[Opening Records for the exercise section]

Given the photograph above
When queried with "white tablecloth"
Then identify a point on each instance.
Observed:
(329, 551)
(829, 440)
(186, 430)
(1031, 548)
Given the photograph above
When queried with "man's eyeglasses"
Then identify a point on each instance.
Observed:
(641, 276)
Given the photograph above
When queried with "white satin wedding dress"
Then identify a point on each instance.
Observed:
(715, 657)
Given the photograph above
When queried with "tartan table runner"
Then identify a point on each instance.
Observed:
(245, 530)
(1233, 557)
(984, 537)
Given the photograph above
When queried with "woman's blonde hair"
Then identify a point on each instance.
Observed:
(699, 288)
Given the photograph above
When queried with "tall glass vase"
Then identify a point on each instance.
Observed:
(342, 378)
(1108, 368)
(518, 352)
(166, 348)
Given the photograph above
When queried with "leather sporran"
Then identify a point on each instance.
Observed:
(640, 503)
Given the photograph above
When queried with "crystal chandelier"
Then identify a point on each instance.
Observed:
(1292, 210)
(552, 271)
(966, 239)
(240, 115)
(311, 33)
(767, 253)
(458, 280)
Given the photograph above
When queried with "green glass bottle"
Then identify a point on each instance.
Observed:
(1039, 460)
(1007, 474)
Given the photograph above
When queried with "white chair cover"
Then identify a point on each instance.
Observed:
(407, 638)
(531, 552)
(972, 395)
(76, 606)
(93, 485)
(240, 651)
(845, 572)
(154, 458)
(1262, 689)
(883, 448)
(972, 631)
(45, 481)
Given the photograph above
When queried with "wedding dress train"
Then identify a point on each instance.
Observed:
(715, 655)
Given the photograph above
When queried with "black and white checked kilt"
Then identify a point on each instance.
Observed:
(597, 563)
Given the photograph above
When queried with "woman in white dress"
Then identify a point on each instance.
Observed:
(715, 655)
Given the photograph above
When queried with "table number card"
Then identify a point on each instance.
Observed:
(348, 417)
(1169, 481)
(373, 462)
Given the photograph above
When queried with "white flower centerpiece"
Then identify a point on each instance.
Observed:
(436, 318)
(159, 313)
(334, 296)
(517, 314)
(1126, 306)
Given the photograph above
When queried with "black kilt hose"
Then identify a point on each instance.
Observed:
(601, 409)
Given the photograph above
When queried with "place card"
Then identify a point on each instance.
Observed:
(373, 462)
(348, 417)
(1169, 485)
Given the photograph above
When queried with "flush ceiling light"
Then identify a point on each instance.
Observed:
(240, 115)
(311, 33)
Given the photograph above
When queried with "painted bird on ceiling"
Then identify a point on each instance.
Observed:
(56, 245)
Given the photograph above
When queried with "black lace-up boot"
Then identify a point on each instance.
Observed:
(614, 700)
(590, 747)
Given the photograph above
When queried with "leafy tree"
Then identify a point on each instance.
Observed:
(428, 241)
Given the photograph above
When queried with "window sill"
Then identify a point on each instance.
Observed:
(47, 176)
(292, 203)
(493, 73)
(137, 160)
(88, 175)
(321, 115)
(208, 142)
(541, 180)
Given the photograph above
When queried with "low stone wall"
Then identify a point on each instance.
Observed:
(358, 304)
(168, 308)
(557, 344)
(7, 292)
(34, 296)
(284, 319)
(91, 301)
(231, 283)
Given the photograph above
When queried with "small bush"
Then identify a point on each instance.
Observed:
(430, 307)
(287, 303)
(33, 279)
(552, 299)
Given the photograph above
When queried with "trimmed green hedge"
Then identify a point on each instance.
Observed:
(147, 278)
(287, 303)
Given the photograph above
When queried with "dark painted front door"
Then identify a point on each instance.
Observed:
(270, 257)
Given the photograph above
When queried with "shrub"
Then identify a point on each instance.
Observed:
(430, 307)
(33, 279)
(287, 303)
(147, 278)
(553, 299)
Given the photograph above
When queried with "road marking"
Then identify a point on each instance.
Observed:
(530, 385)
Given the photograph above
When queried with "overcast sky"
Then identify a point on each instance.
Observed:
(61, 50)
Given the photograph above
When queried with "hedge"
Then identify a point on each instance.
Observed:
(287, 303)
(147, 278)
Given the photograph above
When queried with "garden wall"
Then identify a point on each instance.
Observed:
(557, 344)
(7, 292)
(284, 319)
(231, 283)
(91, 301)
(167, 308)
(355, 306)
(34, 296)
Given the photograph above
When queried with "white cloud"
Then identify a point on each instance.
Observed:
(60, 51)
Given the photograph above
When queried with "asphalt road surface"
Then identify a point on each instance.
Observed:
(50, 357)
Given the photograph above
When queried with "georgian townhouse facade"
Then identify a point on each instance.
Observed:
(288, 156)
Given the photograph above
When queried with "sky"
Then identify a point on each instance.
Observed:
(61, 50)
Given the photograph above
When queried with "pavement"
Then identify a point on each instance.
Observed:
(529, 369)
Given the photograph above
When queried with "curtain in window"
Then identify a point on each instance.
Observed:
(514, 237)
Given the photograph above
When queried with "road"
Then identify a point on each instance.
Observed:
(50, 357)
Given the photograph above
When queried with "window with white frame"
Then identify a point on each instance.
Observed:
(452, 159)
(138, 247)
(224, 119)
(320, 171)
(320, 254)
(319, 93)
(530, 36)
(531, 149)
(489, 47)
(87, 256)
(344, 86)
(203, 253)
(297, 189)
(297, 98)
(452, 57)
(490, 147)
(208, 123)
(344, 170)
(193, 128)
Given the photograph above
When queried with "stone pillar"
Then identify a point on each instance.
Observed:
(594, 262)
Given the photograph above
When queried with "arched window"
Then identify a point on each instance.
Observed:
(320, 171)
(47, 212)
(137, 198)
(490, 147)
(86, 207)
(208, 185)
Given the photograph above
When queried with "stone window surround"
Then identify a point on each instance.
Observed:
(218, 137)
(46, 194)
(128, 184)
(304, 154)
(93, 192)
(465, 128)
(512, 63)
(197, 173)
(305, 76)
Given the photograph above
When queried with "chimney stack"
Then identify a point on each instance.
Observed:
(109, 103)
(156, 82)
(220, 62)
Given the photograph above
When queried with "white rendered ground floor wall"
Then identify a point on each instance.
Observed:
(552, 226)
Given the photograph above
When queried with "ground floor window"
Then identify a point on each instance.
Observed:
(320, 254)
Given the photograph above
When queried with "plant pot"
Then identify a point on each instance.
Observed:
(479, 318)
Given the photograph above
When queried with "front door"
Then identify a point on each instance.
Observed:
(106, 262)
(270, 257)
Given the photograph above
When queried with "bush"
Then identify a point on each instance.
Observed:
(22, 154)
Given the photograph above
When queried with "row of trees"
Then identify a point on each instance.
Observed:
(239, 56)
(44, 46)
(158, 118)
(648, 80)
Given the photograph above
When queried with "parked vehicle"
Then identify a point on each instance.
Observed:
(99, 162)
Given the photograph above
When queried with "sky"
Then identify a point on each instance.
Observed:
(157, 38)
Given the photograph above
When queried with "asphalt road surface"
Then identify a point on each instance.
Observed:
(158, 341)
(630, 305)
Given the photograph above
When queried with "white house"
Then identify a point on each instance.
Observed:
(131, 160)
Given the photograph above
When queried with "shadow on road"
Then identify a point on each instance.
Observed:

[Closing Records for the exercise section]

Directions:
Each line of the listing should be echoed back exactly.

Solution to this problem:
Given the photograph above
When queried with "white tablecloth"
Then identify a point on each instance.
Observed:
(329, 551)
(829, 440)
(186, 430)
(1031, 548)
Given the photograph above
When queried with "man's eyeglasses"
Then identify a point on each instance.
Observed:
(641, 276)
Given the photograph above
When queried with "white satin wedding dress"
Then identify a point on each instance.
Observed:
(715, 657)
Given the photograph above
When queried with "tartan table runner"
Then identify a point on each instance.
Observed:
(245, 530)
(1233, 557)
(984, 537)
Given the photograph above
When queried with "woman's blonde hair"
Then identify a point on each instance.
Observed:
(699, 288)
Given the photograph above
When queried with "tall glass vase"
Then identify a point on each instance.
Observed:
(342, 378)
(1108, 368)
(518, 352)
(166, 348)
Given the photograph above
When queried with "leather sporran"
Then identify a point on each instance.
Observed:
(640, 503)
Given the photograph above
When queried with "crystal chandelier"
Then identify a point on each instance.
Observed:
(1292, 210)
(552, 271)
(966, 239)
(240, 115)
(311, 33)
(767, 253)
(458, 280)
Given the photograph above
When queried with "green glass bottle"
Then identify a point on each instance.
Observed:
(1039, 460)
(1007, 474)
Given the photograph above
When queried with "white chair cover"
Then identify a point on each instance.
Observed:
(407, 638)
(531, 552)
(972, 395)
(76, 606)
(93, 485)
(240, 651)
(845, 572)
(154, 458)
(1262, 689)
(883, 448)
(972, 631)
(45, 481)
Given the photograph above
When queried with "wedding dress train"
Then identify a point on each instance.
Observed:
(715, 655)
Given the photograph above
When queried with "black and white checked kilt"
Then identify a point on each instance.
Observed:
(597, 563)
Given the photograph above
When queried with "woman in white dress"
Then identify a point on each instance.
Observed:
(715, 655)
Given the photograph above
When queried with "table number card"
Then identify a point on each instance.
Observed:
(348, 417)
(1169, 481)
(373, 462)
Given the photograph above
When queried with "white flower centerpiece"
Then identify a point on each instance.
Observed:
(436, 318)
(159, 313)
(334, 296)
(517, 314)
(1126, 306)
Given the photograph above
When queried with "black kilt hose"
Then identify a point on each instance.
Observed:
(601, 409)
Given the photograph above
When queried with "place card"
Then identify a point on each instance.
Observed:
(373, 462)
(348, 417)
(1169, 485)
Given the photograph above
When queried with "flush ceiling light"
Then identify a point on each instance.
Observed:
(240, 115)
(311, 33)
Given the photograph above
When queried with "painted bird on ceiling"
Then identify a point on each instance.
Observed:
(56, 245)
Given the photograph above
When queried with "black lace-up boot"
Then identify a point on each instance.
Observed:
(614, 700)
(590, 747)
Given the photograph above
When queried with "leafy tree"
Then identify a point on each instance.
Observed:
(428, 241)
Given the photograph above
When queried with "window sill"
Then identify a point on each instance.
Observed:
(47, 176)
(292, 203)
(493, 73)
(137, 160)
(88, 175)
(321, 115)
(208, 142)
(541, 180)
Given the photograph above
When queried with "low stone wall"
Then identify a point on each instance.
Observed:
(358, 304)
(168, 308)
(557, 344)
(7, 292)
(34, 296)
(284, 319)
(91, 301)
(231, 283)
Given the photograph above
When queried with "small bush"
Then identify a point on each instance.
Observed:
(430, 307)
(287, 303)
(33, 279)
(552, 299)
Given the photograph above
When queried with "trimmed green hedge"
Then identify a point on each instance.
Observed:
(147, 278)
(287, 303)
Given the photograph above
When queried with "dark painted front door"
Then identify a point on each instance.
Observed:
(270, 257)
Given the photograph above
When queried with "shrub"
Then identify a point on each instance.
Observed:
(430, 307)
(33, 279)
(287, 303)
(147, 278)
(553, 299)
Given the photograph above
When queried with "road marking"
Then identify a point on each instance.
Observed:
(530, 385)
Given the photograph above
When queried with "overcast sky"
Then identify a point on each instance.
Observed:
(61, 50)
Given the photograph above
When queried with "hedge"
Then identify a point on each instance.
Observed:
(287, 303)
(147, 278)
Given the photograph above
When queried with "garden wall"
Then identify a point on each instance.
Observed:
(557, 344)
(7, 292)
(284, 319)
(231, 283)
(91, 301)
(167, 308)
(355, 306)
(34, 296)
Given the photograph above
When queried with "white cloud"
Then identify a point on each instance.
Observed:
(60, 51)
Given the photograph above
When queried with "asphalt road surface"
Then identify a point on each instance.
Observed:
(50, 357)
Given the photograph above
When queried with "georgian townhouse facade"
Then identify a point on each instance.
Observed:
(288, 156)
Given the photograph above
When queried with "sky"
Then identify a point on each instance.
Observed:
(61, 50)
Given the photograph above
When queried with "pavement"
Then identify a point on each instance.
Observed:
(529, 369)
Given the photograph above
When queried with "curtain in window"
Then identify a point on each instance.
Observed:
(514, 237)
Given the photograph above
When queried with "road"
Then identify a point on each instance.
Observed:
(50, 357)
Given the photograph above
When queried with "window with white frame"
Then identify a point on each instance.
Observed:
(452, 159)
(138, 247)
(224, 119)
(320, 171)
(320, 254)
(319, 93)
(530, 36)
(531, 149)
(489, 47)
(87, 256)
(344, 86)
(203, 253)
(297, 189)
(297, 98)
(452, 57)
(490, 147)
(208, 123)
(344, 170)
(193, 128)
Given the photograph above
When queried with "stone pillar"
Then identify a point on each instance.
Observed:
(594, 262)
Given the photograph above
When queried with "arched window"
Then identify a point on each instance.
Observed:
(320, 171)
(47, 212)
(137, 198)
(490, 147)
(86, 207)
(208, 185)
Given the photograph above
When queried with "stone window surround"
Then identify a point on each instance.
Observed:
(218, 137)
(46, 194)
(128, 184)
(304, 154)
(93, 192)
(465, 128)
(512, 63)
(197, 173)
(305, 76)
Given the photograph above
When queried with "chimney stack"
Then identify a point on each instance.
Observed:
(109, 103)
(156, 82)
(220, 62)
Given the photograph above
When queried with "white rendered ground floor wall"
Then identify a point on each instance.
Observed:
(552, 226)
Given the photograph above
When queried with "ground floor window"
Then identify a point on each instance.
Observed:
(320, 254)
Given the photograph above
When queried with "plant pot"
Then identify a point on each instance.
Observed:
(479, 318)
Given the photograph above
When queried with "front door"
Then identify a point on each instance.
Observed:
(106, 262)
(270, 257)
Given the photograph above
When queried with "bush"
Then identify a point on each instance.
Observed:
(22, 154)
Given the photograph above
When queried with "row of trees"
Then identify a point on each instance.
Observed:
(239, 56)
(44, 46)
(158, 118)
(648, 80)
Given the photograph above
When queried with "parked vehicle"
Then identify a point on each instance.
Observed:
(99, 162)
Given the photograph above
When queried with "sky"
Then identify a point on each instance.
Observed:
(157, 38)
Given the photograph above
When queried with "asphalt road surface"
Then identify a point on each instance.
Observed:
(158, 341)
(630, 305)
Given the photograph above
When queried with "white house"
Then identify a point on each instance.
Observed:
(131, 160)
Given the photograph above
When queried with "shadow on road"
Then identify a point on each instance.
Observed:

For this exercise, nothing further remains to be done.